> Source material:
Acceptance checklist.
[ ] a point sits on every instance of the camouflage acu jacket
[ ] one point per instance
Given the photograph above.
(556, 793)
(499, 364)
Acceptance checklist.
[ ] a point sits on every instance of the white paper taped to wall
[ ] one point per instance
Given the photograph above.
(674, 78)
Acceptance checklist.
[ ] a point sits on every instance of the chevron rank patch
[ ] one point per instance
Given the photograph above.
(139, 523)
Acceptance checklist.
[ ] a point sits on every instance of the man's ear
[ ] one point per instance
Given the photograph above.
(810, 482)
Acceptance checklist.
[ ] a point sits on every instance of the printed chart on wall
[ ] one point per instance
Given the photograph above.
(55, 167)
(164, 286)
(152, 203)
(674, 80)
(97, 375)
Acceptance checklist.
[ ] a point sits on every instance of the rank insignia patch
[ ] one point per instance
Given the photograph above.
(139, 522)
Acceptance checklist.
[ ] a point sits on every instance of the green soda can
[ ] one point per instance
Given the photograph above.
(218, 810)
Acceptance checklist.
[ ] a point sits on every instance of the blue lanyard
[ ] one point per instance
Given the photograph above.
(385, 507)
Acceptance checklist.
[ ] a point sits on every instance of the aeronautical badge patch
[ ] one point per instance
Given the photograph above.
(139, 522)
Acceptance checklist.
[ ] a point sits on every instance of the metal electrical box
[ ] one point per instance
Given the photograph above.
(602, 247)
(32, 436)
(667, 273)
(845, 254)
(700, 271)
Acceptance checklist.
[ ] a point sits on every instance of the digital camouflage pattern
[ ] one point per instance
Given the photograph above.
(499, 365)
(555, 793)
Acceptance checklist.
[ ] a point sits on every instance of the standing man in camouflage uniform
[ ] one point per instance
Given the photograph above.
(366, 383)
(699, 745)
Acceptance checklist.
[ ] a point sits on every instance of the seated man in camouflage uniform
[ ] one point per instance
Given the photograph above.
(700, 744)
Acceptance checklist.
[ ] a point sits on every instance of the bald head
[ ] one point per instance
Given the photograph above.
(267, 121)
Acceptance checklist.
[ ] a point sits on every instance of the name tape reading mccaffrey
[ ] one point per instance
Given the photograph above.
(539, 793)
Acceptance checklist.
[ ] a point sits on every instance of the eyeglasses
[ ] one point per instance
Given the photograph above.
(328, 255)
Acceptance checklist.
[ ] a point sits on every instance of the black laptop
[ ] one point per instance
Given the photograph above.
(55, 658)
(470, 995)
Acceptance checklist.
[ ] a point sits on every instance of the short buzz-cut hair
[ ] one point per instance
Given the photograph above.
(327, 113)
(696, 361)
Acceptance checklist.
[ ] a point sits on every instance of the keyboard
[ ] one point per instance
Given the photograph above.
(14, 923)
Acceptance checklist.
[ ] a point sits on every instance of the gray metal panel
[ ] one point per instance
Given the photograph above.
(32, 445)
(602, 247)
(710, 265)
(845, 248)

> Given problem:
Count the lines of the material above that contain the string "patch", matching case exactly, and give only the number.

> Answer to the problem:
3